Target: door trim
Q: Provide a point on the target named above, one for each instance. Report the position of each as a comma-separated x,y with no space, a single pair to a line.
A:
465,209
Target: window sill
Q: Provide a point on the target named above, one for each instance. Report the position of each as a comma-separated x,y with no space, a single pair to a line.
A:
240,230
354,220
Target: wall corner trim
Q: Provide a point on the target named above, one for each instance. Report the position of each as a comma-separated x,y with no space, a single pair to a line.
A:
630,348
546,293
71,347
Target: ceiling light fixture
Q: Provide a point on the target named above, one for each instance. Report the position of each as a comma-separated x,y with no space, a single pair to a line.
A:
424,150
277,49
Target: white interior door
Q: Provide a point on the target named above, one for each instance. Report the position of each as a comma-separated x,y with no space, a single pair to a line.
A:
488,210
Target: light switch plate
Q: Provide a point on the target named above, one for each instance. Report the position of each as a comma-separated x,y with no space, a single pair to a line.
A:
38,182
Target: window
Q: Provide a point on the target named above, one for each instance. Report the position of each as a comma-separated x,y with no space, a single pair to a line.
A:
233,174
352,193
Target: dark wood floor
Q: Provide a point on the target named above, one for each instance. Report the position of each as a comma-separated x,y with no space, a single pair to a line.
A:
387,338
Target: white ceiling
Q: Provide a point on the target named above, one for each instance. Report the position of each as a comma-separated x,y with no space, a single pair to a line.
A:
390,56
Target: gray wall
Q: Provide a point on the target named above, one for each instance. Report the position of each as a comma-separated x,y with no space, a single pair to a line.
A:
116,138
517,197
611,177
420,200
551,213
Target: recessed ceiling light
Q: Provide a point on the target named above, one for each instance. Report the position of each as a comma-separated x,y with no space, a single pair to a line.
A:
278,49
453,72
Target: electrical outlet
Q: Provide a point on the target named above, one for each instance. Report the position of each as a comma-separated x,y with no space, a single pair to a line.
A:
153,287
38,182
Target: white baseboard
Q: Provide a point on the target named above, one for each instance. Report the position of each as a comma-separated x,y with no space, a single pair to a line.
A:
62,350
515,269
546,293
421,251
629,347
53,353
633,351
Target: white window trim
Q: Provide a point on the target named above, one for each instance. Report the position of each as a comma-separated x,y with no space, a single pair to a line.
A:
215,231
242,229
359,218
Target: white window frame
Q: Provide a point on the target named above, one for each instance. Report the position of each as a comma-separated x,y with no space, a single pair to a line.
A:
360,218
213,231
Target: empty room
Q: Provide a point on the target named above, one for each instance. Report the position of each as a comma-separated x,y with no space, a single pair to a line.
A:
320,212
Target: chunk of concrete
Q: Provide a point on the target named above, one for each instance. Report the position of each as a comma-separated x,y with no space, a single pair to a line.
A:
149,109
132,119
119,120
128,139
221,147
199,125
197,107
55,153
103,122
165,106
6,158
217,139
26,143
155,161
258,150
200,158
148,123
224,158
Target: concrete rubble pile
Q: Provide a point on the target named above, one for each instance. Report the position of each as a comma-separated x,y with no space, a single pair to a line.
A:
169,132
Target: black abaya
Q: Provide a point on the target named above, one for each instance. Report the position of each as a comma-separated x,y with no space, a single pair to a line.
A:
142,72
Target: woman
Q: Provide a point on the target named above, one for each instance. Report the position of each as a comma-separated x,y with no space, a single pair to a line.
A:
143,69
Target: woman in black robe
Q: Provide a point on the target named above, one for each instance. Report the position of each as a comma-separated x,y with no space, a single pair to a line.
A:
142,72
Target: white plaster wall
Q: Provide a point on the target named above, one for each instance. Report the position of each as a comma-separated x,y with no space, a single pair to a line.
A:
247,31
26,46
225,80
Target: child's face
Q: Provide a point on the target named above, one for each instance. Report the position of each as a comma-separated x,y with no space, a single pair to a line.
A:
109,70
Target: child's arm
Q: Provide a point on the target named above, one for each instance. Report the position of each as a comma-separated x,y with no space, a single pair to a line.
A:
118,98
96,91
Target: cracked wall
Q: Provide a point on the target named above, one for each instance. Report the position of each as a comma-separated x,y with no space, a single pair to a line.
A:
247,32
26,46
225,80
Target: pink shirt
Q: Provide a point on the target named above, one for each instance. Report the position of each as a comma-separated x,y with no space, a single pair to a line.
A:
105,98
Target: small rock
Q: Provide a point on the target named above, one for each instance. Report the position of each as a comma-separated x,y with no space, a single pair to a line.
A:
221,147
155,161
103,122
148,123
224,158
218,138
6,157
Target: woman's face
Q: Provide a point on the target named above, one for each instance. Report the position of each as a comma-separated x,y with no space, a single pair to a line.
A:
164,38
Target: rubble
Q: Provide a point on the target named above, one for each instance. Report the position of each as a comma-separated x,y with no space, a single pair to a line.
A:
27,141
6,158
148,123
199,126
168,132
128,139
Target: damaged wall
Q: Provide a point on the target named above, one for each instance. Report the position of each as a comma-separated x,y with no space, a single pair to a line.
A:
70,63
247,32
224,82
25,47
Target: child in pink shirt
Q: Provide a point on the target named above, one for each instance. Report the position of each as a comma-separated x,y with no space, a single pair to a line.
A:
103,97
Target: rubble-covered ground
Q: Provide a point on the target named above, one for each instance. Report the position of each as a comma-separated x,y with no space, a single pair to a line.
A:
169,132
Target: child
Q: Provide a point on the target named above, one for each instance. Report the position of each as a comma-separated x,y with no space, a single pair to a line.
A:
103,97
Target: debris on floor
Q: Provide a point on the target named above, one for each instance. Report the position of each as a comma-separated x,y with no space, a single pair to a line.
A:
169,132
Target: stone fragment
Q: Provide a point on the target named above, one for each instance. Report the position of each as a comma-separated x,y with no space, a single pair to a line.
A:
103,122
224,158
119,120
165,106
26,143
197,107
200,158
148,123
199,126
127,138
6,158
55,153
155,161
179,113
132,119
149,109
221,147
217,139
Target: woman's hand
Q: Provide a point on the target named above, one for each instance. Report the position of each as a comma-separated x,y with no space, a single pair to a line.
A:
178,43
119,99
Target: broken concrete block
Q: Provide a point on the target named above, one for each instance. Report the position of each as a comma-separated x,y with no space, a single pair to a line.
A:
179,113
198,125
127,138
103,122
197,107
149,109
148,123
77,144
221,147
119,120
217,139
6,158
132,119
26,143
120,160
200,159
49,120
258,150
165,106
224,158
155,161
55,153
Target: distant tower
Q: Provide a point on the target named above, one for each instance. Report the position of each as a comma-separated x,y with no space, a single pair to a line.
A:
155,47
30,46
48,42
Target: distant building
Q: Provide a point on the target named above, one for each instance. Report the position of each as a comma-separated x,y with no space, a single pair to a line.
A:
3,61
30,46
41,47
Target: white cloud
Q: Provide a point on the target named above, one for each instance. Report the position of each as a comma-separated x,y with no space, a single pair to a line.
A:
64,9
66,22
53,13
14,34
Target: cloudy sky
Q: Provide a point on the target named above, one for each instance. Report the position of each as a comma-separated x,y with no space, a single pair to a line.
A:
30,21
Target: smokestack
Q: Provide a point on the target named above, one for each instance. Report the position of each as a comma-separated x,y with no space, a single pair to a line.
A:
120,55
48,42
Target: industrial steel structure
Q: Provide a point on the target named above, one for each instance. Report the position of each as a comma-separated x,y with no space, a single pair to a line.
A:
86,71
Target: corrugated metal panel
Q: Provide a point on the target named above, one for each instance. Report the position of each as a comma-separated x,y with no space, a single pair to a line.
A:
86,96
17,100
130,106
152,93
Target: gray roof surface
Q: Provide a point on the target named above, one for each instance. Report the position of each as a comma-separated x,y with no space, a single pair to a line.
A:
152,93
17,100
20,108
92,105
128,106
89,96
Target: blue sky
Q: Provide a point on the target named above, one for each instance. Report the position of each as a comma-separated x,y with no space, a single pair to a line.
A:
★ ★ ★ ★ ★
• What is required
A single number is the answer: how many lines of the entries above contain "ceiling"?

• Task solution
3